▶ [TASK INSTRUCTIONS]
Type every record exactly as it appears.

Items from a data source

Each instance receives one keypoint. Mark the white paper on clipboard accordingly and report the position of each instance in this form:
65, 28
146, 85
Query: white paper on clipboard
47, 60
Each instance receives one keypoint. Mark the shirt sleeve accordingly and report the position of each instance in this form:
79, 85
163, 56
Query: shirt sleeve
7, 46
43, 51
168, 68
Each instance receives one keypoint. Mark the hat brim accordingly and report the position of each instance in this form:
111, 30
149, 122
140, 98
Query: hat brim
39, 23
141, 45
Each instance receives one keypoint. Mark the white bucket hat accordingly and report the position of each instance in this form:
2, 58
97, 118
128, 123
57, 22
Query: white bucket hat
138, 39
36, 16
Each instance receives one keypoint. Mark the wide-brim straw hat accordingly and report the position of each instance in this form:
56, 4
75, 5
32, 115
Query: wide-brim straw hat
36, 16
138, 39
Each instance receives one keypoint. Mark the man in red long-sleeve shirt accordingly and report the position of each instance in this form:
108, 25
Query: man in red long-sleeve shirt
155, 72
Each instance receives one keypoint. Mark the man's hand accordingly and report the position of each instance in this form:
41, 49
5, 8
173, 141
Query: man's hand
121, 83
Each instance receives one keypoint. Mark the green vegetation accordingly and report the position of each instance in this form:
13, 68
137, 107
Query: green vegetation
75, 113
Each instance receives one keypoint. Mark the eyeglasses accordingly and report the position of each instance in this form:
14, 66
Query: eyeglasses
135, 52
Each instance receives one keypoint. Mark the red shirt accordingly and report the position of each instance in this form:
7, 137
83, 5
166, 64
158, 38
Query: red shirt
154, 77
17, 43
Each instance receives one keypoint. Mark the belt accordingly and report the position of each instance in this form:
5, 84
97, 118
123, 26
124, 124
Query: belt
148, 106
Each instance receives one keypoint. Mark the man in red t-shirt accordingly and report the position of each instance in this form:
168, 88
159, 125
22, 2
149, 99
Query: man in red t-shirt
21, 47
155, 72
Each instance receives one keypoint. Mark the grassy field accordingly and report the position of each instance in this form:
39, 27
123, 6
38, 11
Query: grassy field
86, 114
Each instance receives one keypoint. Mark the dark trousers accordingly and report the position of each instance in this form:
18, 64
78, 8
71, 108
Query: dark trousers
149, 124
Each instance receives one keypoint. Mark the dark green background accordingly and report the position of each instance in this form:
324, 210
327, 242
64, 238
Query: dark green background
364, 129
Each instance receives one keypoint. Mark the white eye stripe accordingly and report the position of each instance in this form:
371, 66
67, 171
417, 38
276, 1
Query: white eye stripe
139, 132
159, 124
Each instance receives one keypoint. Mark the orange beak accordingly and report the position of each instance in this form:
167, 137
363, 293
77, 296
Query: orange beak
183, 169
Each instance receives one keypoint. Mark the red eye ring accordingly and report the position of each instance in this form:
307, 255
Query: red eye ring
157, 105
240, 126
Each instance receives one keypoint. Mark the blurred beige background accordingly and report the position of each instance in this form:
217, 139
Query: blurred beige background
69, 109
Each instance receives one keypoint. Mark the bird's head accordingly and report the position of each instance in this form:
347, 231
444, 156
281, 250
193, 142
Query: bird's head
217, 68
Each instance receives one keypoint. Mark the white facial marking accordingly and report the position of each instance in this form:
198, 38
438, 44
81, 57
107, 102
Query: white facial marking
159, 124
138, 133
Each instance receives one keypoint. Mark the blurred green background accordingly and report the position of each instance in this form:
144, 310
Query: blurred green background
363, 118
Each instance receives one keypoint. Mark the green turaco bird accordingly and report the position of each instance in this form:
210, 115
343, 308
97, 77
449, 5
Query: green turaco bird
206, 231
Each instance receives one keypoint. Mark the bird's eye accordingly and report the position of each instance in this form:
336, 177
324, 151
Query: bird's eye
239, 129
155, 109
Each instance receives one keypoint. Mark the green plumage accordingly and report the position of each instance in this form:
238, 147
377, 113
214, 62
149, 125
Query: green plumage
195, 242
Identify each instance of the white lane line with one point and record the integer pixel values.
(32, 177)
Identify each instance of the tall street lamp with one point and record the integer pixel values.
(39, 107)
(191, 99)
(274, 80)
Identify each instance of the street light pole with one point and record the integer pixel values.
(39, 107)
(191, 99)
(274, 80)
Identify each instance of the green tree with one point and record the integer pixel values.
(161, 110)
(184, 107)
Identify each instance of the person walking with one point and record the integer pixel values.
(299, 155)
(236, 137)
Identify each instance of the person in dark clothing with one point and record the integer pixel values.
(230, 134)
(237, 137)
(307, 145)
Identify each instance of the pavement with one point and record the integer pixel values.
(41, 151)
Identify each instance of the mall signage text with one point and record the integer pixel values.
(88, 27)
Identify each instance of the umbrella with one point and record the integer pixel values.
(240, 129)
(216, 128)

▶ [ANSWER AREA]
Each instance receives one keypoint. Mark the white paper on clipboard accordingly and report the position of each instance in this form:
65, 28
146, 85
Query: white paper on clipboard
47, 60
Each instance receives one keypoint. Mark the shirt sleeve accordingly and report the position of each instance in this form:
79, 85
163, 56
Query: shirt sleeve
7, 46
43, 51
168, 68
Each instance receives one keypoint. Mark the hat brim accordingly and report the position of each instance in this form:
111, 30
149, 122
140, 98
Query: hat brim
39, 23
141, 45
Each instance receives one keypoint. Mark the white bucket hat accordingly and report the position of each instance in this form:
2, 58
97, 118
128, 123
57, 22
Query: white bucket hat
138, 39
36, 16
Each instance receives one keypoint. Mark the wide-brim straw hat accordingly and report the position of each instance in this form:
56, 4
75, 5
32, 115
Query: wide-brim straw hat
36, 16
138, 39
Each instance receives one keypoint. Mark the man in red long-sleeve shirt accordingly and report the position of each instance in this form:
108, 25
Query: man in red long-sleeve shirt
155, 72
Each instance receives one keypoint. Mark the man's hand accordingly and report the position of each instance in this form:
41, 49
5, 8
173, 141
Query: man's hand
121, 83
Each instance receives one keypoint. Mark the green vegetation accordingly and report the position of each instance in this form:
13, 68
137, 107
Query: green vegetation
75, 113
Each instance receives one keypoint. Mark the eyeglasses accordingly and report the position of each instance in this form:
14, 66
Query: eyeglasses
135, 52
Each instance receives one keypoint. Mark the red shirt accordingly and report the position of each instance in this form:
7, 137
83, 5
166, 64
158, 38
Query: red shirt
154, 77
17, 43
Each instance receives one keypoint. Mark the belt accordingly and report the position of each instance in this form:
5, 84
97, 118
123, 26
124, 124
Query: belt
148, 106
Each instance receives one keypoint. Mark the man in red t-shirt accordingly and report the position of each instance in this form:
168, 88
159, 125
22, 2
149, 99
Query: man in red t-shirt
21, 47
155, 72
Each instance receives one keypoint. Mark the grassy field accordingly and report the position of each instance in this form:
39, 27
123, 6
38, 11
Query: grassy field
86, 114
Each instance receives one keypoint. Mark the dark trousers accordingly and report the position of each instance in this form:
18, 64
78, 8
71, 108
Query: dark trousers
149, 124
Each instance receives one keypoint. Mark the dark green background accordingly and report the position of each instance in this form:
324, 210
327, 242
64, 238
Query: dark green background
364, 129
Each instance receives one keypoint. Mark the white eye stripe accordingly and report the position of each instance in this form:
371, 66
67, 171
417, 38
276, 1
Query: white eye stripe
139, 132
159, 124
Each instance receives one keypoint. Mark the orange beak accordingly and report the position of each instance in this form:
167, 137
363, 293
77, 296
Query: orange beak
183, 169
Each instance receives one keypoint. Mark the red eye ring accordingly and report the position of each instance in this form:
307, 255
Query: red eye ring
157, 105
240, 126
Each instance receives one keypoint. Mark the blurred beige background accordingly and report the position of each instance in this form:
217, 139
Query: blurred beige background
69, 109
Each instance receives one keypoint. Mark the bird's head accordingly and report the position of each instance in this form:
347, 231
444, 156
281, 250
193, 142
Query: bird's head
217, 68
Each instance receives one keypoint. Mark the white facial marking accordingly and report the position of each instance in this form:
198, 38
438, 44
81, 57
107, 102
Query: white facial marking
159, 124
138, 133
Each instance receives one keypoint. Mark the blurred green background accordingly and report the position of each instance in this form:
144, 310
Query: blurred green background
363, 118
Each instance receives one keypoint. Mark the green turaco bird accordingly and report the position of each instance in this form:
210, 115
343, 308
97, 77
449, 5
Query: green turaco bird
206, 231
Each instance receives one keypoint. Mark the bird's eye accordingly and report the position of each instance in this form:
336, 177
324, 151
Query: bird's eye
239, 129
155, 109
Each instance receives one keypoint. Mark the green plumage accordingly and report the position of each instance in this form:
238, 147
377, 113
214, 62
149, 125
Query: green plumage
195, 242
Identify each instance of the white lane line with one point and record the integer pixel values.
(32, 177)
Identify each instance of the tall street lamp with one point and record the integer pixel values.
(39, 107)
(191, 99)
(274, 80)
Identify each instance of the street light pole with one point and record the integer pixel values.
(39, 107)
(191, 99)
(274, 80)
Identify each instance of the green tree with one point and record the integer pixel values.
(161, 110)
(184, 107)
Identify each instance of the person walking with one point and record the integer pixel values.
(299, 155)
(236, 137)
Identify each instance of the person in dark clothing with one point and record the integer pixel values.
(230, 134)
(237, 137)
(307, 145)
Identify each instance of the pavement with one point and record the integer pixel values.
(41, 151)
Identify each instance of the mall signage text with one point and record the integer pixel values.
(88, 27)
Identify each instance of the umbrella with one point and record the integer pixel values.
(240, 129)
(216, 128)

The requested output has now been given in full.